EXCERPTED PASSAGE:
____

When to invest in data-driven solutions?
If the above “why’s” are not relevant, Companies may start a transition to the data-driven model for the following purposes:
- Efficiency purposes: data-driven solutions provide analytical support for continuous improvement to drive a business towards its goals
- Transparency and quality control: automation and centralized reporting help deter fraud and reduce human error which could generate great savings
- Agility: a single source of truth at any given time reinforces the company’s capacity to decide quickly based on a clear common vision.
If you want to save on resources and energy as well as avoid unnecessary stress – then it’s about time to invest in data-driven solutions.
How to invest in data-driven solutions?
Transitioning to data-driven business decisions needs some preparation to guarantee success as well as quick internal take-up of the solution after the team onboarding (just like in any well-managed project, as my expert project management team member would confirm).
- “I need a dashboard to keep an eye on everything”,
- “Can you show me the performance results of the top 20 markets first thing tomorrow?”
- “Can you send me this client’s sales volumes and commitments at the regional level over the last five years?”
Typical requests that we hear daily at work, requiring hours of manual work, which involves multiple contacts within the company, even on a global scale. In order to keep pace, the company needs a robust communication network.
Acquiring a BI SaaS license, purchasing a visualization suite or running a data analytics project will give you a fish, but it makes more sense to learn how to fish yourself: only a long-term solution will bring sustainable results.
5 Pillars to get started with transitioning
The transition to data-driven decision-making requires the following: Involving all management levels will help build the right momentum to make sure the project comes to fruition. To encourage the evolution of the decision-making process, the actual decision-makers need to feel comfortable with what is being brought to life (sounds like common sense, doesn’t it?)
1. Long-term objectives:
For this, it would have to start with a clear definition of the objectives to be achieved. It often requires an assessment of each department’s needs and future developments to visualize holistically the potential economy of scale and data synergies to be leveraged.
While the list of objectives can be endless, the implementation timing and budget are always limited, but we will come to that.
2. Leaders of the data-driven transition:
How many people are going to be affected in their daily job? Is data-driven model implementation an IT project? Or a Finance one? Who is leading the transformation of the company?
This comes as a hurdle for many businesses: limiting the process to one department creates silos while involving everyone hinders decision-making. This is where external partners prove useful to handle multidisciplinary projects involving all stakeholders while keeping the focus on implementation timings and overall goals.

____

EXERCISE TASKS:
(1) Echo the passage on data-driven solutions word for word, between "When to invest" and "clear common vision.", inclusive.
(2) In the passage on data-driven solutions, what two things do automation and centralized reporting help accomplish?

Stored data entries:
____

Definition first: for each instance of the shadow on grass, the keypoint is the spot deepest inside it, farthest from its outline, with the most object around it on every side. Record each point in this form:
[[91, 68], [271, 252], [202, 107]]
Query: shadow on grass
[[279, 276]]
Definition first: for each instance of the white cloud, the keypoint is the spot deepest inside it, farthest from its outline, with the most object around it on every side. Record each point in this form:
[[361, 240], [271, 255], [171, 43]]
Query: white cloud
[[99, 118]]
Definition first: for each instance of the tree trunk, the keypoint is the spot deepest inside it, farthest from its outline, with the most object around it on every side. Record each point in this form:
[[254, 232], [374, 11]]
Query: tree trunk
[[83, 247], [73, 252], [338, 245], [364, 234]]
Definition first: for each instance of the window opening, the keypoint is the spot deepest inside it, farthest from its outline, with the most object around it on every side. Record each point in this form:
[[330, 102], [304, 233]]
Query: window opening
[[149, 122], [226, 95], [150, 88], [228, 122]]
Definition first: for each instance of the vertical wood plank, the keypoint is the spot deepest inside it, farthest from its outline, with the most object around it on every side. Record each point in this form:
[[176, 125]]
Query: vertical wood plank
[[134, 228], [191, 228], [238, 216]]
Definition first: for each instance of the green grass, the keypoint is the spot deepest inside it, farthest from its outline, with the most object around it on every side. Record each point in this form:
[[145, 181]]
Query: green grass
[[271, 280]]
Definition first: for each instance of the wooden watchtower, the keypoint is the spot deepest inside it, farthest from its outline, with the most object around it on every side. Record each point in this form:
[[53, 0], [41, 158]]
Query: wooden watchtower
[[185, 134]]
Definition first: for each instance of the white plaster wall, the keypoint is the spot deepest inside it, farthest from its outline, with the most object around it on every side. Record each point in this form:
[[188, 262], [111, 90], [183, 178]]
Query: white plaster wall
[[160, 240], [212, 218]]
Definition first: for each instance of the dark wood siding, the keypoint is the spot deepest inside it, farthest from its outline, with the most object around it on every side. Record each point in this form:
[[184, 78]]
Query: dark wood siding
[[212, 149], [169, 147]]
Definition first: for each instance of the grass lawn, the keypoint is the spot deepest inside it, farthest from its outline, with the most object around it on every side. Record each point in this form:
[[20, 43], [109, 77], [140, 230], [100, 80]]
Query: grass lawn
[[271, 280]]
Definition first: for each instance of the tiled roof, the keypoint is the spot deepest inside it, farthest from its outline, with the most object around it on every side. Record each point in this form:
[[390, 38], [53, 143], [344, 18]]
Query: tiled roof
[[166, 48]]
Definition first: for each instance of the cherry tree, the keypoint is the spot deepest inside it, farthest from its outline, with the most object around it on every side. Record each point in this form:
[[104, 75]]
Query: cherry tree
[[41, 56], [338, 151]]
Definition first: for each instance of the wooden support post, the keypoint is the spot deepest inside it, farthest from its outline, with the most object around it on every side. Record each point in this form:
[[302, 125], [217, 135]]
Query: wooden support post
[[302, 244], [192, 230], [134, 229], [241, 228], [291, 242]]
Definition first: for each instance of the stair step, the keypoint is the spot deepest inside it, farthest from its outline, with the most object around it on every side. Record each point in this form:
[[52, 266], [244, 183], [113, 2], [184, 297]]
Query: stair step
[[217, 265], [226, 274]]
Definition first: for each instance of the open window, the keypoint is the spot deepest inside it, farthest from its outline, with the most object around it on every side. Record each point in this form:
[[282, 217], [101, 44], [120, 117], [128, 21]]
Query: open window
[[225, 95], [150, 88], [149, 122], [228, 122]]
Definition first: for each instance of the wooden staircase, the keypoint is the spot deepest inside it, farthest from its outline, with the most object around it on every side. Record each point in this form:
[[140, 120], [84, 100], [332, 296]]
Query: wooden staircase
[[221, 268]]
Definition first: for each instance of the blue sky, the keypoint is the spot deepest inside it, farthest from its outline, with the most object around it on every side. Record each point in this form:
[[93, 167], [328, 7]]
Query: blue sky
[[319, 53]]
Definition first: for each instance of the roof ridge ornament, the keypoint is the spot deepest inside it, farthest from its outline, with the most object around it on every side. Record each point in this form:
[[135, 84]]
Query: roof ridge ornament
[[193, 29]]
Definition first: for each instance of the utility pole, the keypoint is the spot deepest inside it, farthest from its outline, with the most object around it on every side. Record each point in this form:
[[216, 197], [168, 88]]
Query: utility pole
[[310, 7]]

____

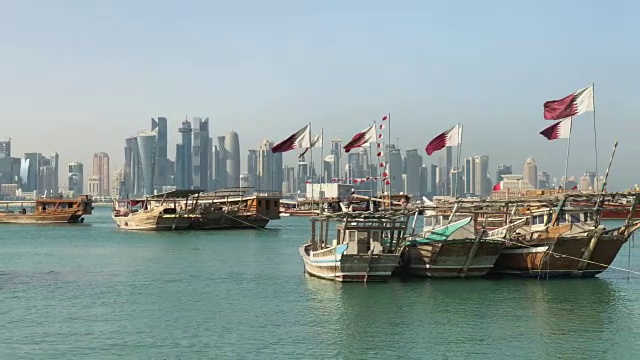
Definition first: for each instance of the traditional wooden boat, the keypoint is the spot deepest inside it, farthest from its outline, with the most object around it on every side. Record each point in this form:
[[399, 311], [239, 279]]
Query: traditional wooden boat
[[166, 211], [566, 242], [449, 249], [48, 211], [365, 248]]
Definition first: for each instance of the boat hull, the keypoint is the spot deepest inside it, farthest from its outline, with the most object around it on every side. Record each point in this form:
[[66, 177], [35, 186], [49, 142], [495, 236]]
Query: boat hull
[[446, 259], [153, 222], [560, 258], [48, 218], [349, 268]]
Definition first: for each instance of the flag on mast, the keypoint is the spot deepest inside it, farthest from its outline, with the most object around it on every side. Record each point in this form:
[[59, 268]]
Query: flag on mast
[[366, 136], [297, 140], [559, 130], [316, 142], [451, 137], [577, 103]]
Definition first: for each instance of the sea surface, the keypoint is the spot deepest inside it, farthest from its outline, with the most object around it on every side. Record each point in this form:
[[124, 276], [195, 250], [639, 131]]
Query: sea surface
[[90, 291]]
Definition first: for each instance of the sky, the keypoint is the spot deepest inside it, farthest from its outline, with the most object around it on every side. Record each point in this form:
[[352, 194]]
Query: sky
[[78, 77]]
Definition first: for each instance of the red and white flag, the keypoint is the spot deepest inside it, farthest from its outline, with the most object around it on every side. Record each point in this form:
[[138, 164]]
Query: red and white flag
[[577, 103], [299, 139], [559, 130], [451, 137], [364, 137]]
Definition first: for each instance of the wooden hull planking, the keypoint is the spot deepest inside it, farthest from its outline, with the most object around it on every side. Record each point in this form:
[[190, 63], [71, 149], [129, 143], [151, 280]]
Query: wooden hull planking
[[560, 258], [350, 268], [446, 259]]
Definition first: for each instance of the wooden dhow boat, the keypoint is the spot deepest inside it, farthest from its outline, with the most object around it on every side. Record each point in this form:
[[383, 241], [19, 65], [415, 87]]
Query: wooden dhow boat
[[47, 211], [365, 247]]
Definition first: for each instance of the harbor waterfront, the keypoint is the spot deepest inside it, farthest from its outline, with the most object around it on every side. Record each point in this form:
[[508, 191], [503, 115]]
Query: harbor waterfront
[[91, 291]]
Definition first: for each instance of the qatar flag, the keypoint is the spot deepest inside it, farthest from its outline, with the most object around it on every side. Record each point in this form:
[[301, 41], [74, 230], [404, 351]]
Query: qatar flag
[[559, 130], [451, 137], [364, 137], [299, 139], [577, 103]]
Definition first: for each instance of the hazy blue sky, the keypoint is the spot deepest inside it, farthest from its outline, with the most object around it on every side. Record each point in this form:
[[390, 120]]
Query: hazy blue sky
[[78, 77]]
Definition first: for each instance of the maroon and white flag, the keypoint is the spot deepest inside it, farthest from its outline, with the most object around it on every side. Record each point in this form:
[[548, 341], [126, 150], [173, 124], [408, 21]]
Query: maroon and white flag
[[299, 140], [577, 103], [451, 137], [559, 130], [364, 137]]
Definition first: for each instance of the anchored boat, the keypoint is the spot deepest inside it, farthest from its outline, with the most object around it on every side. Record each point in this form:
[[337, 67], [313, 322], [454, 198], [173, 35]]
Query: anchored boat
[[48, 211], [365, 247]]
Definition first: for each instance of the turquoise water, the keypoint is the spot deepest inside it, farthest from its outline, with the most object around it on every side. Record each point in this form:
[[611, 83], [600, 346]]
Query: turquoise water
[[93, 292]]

____

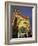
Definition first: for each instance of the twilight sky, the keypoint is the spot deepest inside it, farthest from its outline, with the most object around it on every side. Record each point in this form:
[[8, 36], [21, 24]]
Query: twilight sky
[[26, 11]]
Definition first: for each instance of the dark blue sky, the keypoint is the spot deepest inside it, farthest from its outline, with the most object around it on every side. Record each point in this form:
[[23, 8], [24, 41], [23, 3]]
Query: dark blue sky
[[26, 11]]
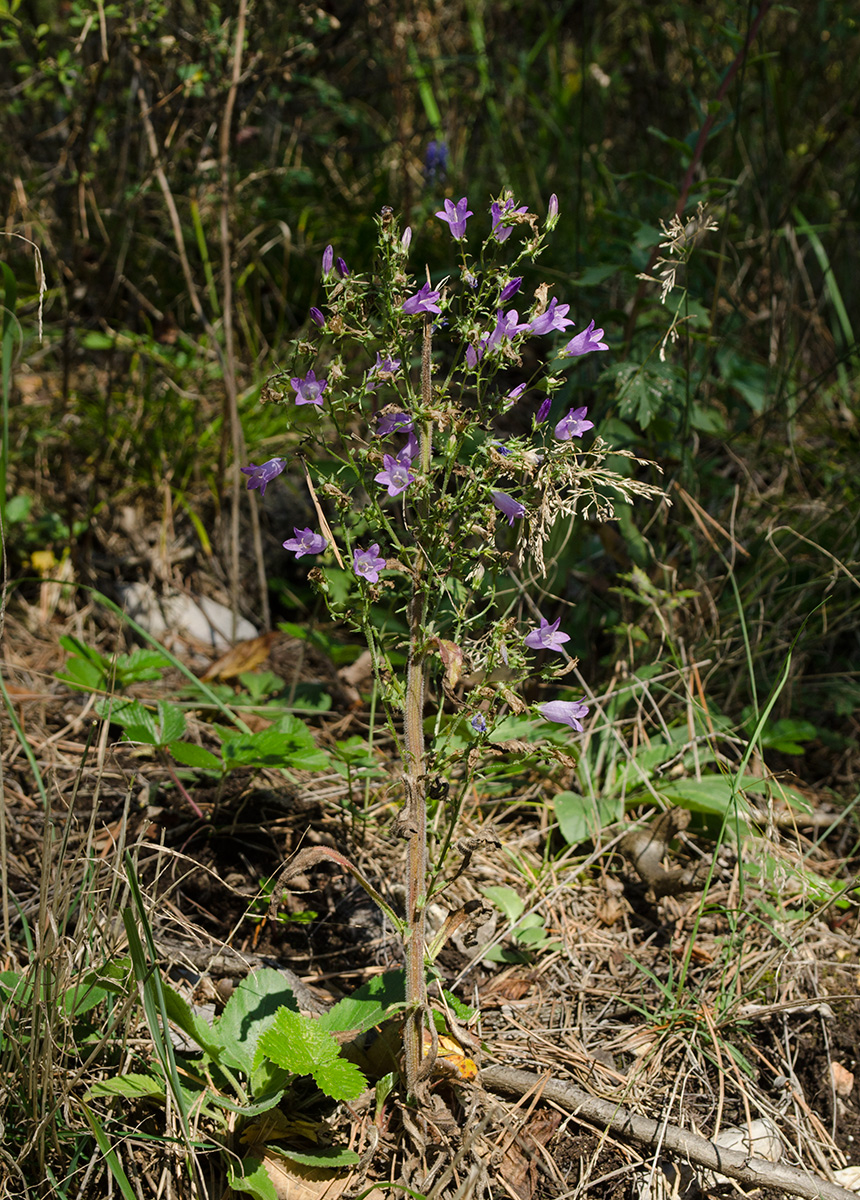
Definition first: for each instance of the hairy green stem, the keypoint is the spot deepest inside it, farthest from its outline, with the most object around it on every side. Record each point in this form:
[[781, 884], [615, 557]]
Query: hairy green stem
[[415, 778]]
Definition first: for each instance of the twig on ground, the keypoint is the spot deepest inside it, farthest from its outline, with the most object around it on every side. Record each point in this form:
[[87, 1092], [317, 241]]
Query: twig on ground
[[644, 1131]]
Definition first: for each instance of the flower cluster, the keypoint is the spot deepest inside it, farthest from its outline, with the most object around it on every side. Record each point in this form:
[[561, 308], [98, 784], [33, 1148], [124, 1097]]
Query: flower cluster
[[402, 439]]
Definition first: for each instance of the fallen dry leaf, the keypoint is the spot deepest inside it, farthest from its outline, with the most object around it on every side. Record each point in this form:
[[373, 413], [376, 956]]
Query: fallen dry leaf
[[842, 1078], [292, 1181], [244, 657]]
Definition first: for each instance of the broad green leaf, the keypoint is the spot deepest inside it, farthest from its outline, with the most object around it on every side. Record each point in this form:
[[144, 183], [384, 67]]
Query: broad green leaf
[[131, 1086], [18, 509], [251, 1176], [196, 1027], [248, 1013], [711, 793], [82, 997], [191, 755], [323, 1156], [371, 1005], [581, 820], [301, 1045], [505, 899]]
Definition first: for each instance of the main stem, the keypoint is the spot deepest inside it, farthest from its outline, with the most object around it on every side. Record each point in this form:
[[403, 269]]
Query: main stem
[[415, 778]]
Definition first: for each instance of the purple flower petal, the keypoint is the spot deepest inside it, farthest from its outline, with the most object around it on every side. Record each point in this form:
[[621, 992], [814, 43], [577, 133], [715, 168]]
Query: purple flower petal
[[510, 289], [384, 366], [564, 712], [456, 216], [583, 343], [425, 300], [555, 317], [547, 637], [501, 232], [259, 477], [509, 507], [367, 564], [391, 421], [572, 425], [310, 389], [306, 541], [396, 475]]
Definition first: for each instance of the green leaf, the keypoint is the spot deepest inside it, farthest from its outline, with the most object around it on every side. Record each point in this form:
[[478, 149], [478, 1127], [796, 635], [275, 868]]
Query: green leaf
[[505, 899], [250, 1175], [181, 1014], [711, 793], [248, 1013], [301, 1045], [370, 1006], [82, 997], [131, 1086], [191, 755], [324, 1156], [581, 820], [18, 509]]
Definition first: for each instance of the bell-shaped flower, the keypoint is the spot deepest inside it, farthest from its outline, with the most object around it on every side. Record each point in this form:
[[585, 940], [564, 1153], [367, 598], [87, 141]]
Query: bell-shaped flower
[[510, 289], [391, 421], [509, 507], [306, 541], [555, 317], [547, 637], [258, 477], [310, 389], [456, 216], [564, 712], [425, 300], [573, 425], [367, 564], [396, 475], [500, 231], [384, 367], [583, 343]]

____

ANSWERS:
(1)
When to invest in data-driven solutions?
If the above “why’s” are not relevant, Companies may start a transition to the data-driven model for the following purposes:
- Efficiency purposes: data-driven solutions provide analytical support for continuous improvement to drive a business towards its goals
- Transparency and quality control: automation and centralized reporting help deter fraud and reduce human error which could generate great savings
- Agility: a single source of truth at any given time reinforces the company’s capacity to decide quickly based on a clear common vision.

(2) They help deter fraud and reduce human error.